Written tasks:
1. In the reverse-auction post, what reason is given for bookmarking Sourcing Innovation, and who should do it?
2. Please carry on the reverse-auction post from its last sentence.

---- Source

Sourcing Innovation on How to Counter "Unscrupulous" Supplier-Bidder Tactics in Reverse Auctions

Cropped portion of Abraham Lincoln Photograph,...Image via Wikipedia

“If I had eight hours to chop down a tree, I’d spend six hours sharpening my ax."

------ Abraham Lincoln

Here's an interesting perspective that was recently shared by our friend Michael Lamoureux, aka "The Doctor," who runs Sourcing Innovation (http://blog.sourcinginnovation.com/). This is a very good website that anyone involved in e-procurement and/or reverse auctions should bookmark and check on a regular basis.

--------
---- Record set

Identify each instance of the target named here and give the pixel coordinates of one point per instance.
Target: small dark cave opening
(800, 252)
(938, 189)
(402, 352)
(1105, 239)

--------

Responses per task:
1. The post calls Sourcing Innovation a very good website, so anyone involved in e-procurement or reverse auctions should bookmark it and check it regularly.

2.
Lamoureux posted an brief article entitled "Unscrupulous Supplier Reverse Auction Tactics." You can read it in its entirety - and it won't take more than a very well spent minute - below:
http://blog.sourcinginnovation.com/2010/08/19/unscrupulous-supplier-reverse-auction-tactics.aspx?ref=rss

As can be seen, he pulled this "nugget" from what was actually a sidebar in a much-larger report released by ChainLink Research piece on Contract Management: Negotiating, Creating, and Monitoring Compliance (available at http://www.clresearch.com/research/detail.cfm?guid=BD7600C3-3048-79ED-9990-45FDA8E773D8). Lamoureux's advice is clear - and proper preparation can save both the purchaser and all competing suppliers from a whole host of problems in making reverse auction procurements work better - both in the buying process and down the line as the goods and services bought through them come through the door! His article also makes the case for using an experienced third-party auction service provider, as trying to do things "in-house" may well lead to poorly structured events with rules that suppliers can take advantage of - both in the auction event itself AND down the line in delivery of goods and services that don't live-up to the specifications desired by the buyer.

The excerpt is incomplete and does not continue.